- [Saved data entries]
-- START --

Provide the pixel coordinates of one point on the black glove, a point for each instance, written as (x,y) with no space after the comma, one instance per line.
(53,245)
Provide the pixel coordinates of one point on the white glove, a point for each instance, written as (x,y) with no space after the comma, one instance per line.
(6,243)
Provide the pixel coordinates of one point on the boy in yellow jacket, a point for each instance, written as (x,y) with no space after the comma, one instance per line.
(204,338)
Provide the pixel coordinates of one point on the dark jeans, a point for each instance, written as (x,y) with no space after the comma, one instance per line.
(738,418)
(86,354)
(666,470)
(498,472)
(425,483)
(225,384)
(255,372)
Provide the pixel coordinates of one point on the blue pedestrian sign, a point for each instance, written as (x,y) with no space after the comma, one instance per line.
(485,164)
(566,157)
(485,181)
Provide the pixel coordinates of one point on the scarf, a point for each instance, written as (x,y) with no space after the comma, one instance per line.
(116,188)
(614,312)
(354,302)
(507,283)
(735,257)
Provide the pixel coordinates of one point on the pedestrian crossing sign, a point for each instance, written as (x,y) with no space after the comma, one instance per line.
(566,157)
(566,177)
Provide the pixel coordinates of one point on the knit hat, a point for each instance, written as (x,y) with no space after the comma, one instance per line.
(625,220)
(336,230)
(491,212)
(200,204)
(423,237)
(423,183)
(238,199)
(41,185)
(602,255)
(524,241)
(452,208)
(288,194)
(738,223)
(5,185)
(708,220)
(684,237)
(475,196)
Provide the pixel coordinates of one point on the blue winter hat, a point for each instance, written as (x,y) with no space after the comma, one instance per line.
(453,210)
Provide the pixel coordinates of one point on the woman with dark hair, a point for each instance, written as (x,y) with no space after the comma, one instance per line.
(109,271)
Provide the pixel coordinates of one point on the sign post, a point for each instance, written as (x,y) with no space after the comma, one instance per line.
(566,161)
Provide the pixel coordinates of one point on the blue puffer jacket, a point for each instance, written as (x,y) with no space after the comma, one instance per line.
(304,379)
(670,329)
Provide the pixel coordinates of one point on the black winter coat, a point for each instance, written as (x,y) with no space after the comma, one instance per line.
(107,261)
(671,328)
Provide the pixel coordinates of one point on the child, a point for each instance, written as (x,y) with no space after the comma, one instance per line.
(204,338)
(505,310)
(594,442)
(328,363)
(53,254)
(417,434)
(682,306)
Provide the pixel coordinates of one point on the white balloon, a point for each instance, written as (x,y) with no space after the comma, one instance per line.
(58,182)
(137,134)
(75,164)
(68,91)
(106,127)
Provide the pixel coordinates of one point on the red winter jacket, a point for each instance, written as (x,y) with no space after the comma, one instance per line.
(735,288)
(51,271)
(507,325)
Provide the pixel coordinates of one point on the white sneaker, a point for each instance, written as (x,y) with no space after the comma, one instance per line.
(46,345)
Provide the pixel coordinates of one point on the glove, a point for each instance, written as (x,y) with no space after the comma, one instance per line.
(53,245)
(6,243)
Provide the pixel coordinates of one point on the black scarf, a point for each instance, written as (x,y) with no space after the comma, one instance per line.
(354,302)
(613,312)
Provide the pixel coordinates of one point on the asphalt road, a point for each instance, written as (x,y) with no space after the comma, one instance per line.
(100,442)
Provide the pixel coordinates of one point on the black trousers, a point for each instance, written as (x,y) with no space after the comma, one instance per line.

-- END --

- [WRITTEN PROBLEM]
Transcribe each record exactly. Leave nothing out.

- [CORRECT RESPONSE]
Provide the pixel coordinates of one point on the black glove, a point for each instance, written as (x,y) with no space after the comma, one instance per line.
(53,245)
Provide the pixel coordinates of one point on the white glove, a point for each instance, written as (x,y) with no space after the comma, one instance per line.
(6,243)
Provide the pixel coordinates of one point on the boy in yellow jacket, a point for each instance, written as (x,y) with no space after the comma, one instance per line.
(204,338)
Provide the pixel coordinates of one point on the dark jeans, a point for each instance, written as (x,y) with no space after the comma, one instance per line.
(738,418)
(86,354)
(666,470)
(498,472)
(425,483)
(225,384)
(255,372)
Provide the pixel coordinates of one point on the blue pedestrian sign, a point for each instance, written as (x,y) with no space after the comma, one instance per line.
(485,164)
(566,157)
(485,181)
Provide the pixel coordinates of one point on the scarf, a point for each instance, written as (x,y) with no space after the comma, one instance per line.
(116,188)
(614,312)
(354,302)
(507,283)
(735,257)
Provide the pixel coordinates of one point on the pedestrian crossing sign, a point for each instance, written as (x,y) with no space after the comma, one instance per line.
(566,157)
(566,177)
Provide the pixel coordinates of one point on the knit hat, a point for each instance, written as (x,y) with no space after the comma, one instance per line.
(625,220)
(336,230)
(491,212)
(200,204)
(423,237)
(423,183)
(238,199)
(41,185)
(602,255)
(524,241)
(452,208)
(288,194)
(738,223)
(5,185)
(708,220)
(684,237)
(475,196)
Provide the pixel coordinates of one point on the blue winter hat, a point for each instance, written as (x,y) with no space after the comma, one instance per line.
(453,210)
Provide the pixel coordinates of one point on the woman with dark hair, a point for each instance, written as (x,y) with no space after the comma, one instance per line.
(109,271)
Provide the pixel coordinates of one point on the sign post, a point for each instance, written as (x,y) with no space after the comma, one instance per line.
(566,161)
Provide the pixel coordinates of one point on the blue puffer jacket, a point for each instance, written as (x,y) with no space after the comma, one instance per line.
(304,379)
(670,329)
Provide the pixel coordinates of one point on the black winter coat, a point for each instance, written as (x,y) with no space after the comma, one instance per line.
(107,261)
(671,328)
Provide the pixel coordinates of one point on the child, a point for each instance, written as (x,y) with no space after the comma, one instance per line.
(204,338)
(505,310)
(594,442)
(328,363)
(53,254)
(417,434)
(682,306)
Provide the pixel coordinates of one point on the white balloon, a point for each instance, written as (x,y) with no space after the comma, one instance per line.
(58,182)
(137,134)
(75,164)
(68,91)
(106,127)
Provide the pixel coordinates of one point on the red winter jacket, a point for each instance, written as (x,y) with no space after the comma, one instance per line.
(735,288)
(51,271)
(507,325)
Provide the pixel coordinates of one point on the white sneaker, a point for each instance, written as (x,y) with no space after the comma, one instance per line.
(46,345)
Provide the pixel coordinates of one point on the glove, a point for each instance, written as (x,y) with no space after the comma, one instance per line.
(53,245)
(6,243)
Provide the pixel coordinates of one point on the black scarf, a point for each instance, written as (x,y) with no space after the comma, one instance per line.
(354,302)
(613,312)
Provide the pixel coordinates of one point on the asphalt road, a point for each instance, written as (x,y) with no space after the comma, one instance per line.
(100,442)
Provide the pixel coordinates of one point on the black trousers, a point for each instance, written as (x,y) with no space after the comma, one instance per line.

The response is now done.